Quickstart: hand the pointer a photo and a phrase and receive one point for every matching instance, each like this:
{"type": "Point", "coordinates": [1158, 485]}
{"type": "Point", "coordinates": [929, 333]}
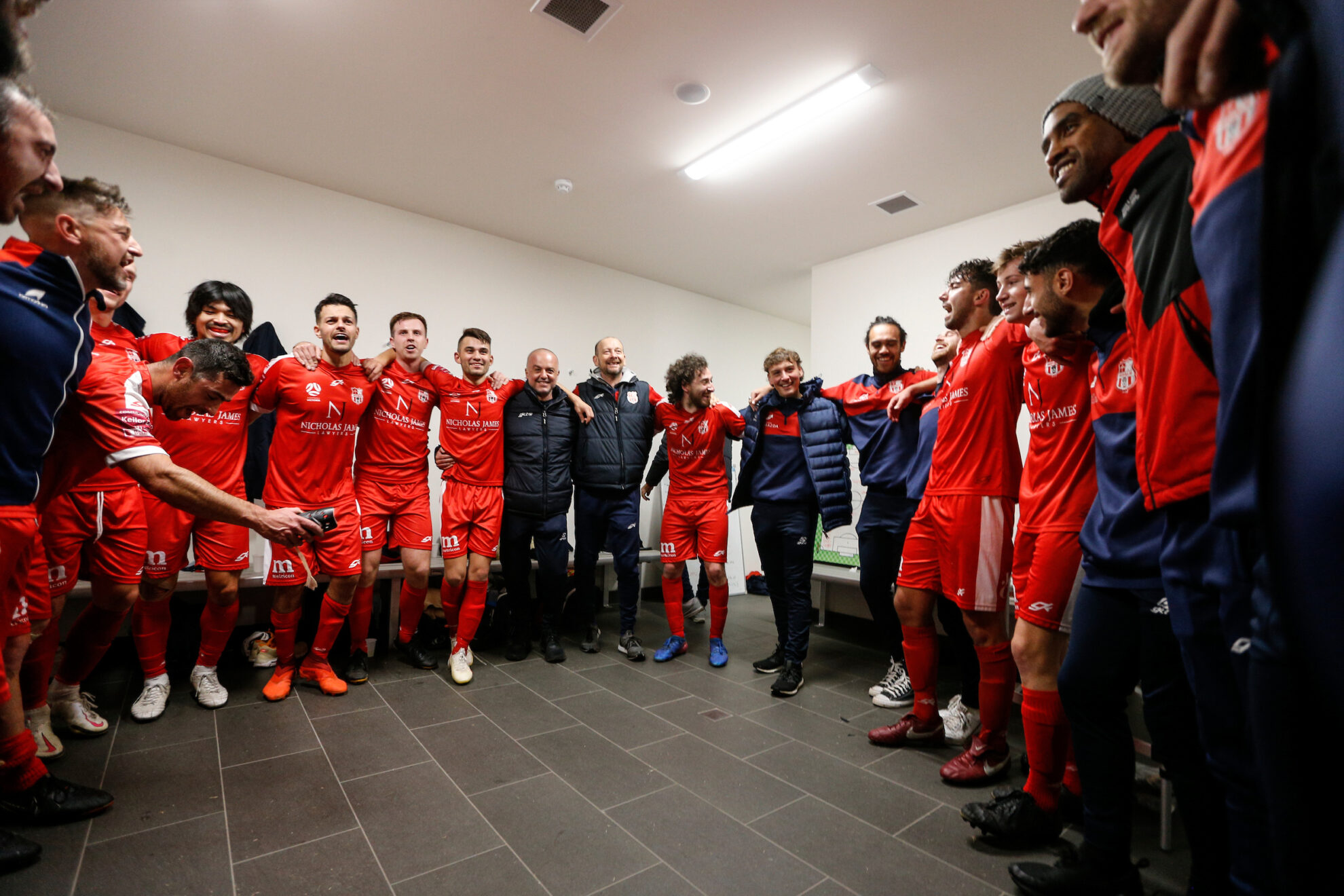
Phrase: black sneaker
{"type": "Point", "coordinates": [772, 664]}
{"type": "Point", "coordinates": [789, 680]}
{"type": "Point", "coordinates": [356, 671]}
{"type": "Point", "coordinates": [414, 653]}
{"type": "Point", "coordinates": [1077, 875]}
{"type": "Point", "coordinates": [53, 801]}
{"type": "Point", "coordinates": [16, 852]}
{"type": "Point", "coordinates": [1012, 819]}
{"type": "Point", "coordinates": [551, 649]}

- - - - -

## AIM OF THE EXERCISE
Reproduce the rows above with "pointer" renamed to "locator" and everything else unchanged. Leave the pictures out.

## REPLY TO THE EXERCISE
Quickstart: hand the locator a photo and a phrase and receive one point for every matching instance, each like this:
{"type": "Point", "coordinates": [1158, 485]}
{"type": "Point", "coordinates": [929, 333]}
Phrase: black sneaker
{"type": "Point", "coordinates": [772, 664]}
{"type": "Point", "coordinates": [789, 680]}
{"type": "Point", "coordinates": [356, 671]}
{"type": "Point", "coordinates": [414, 653]}
{"type": "Point", "coordinates": [1077, 875]}
{"type": "Point", "coordinates": [53, 801]}
{"type": "Point", "coordinates": [16, 852]}
{"type": "Point", "coordinates": [1012, 819]}
{"type": "Point", "coordinates": [551, 649]}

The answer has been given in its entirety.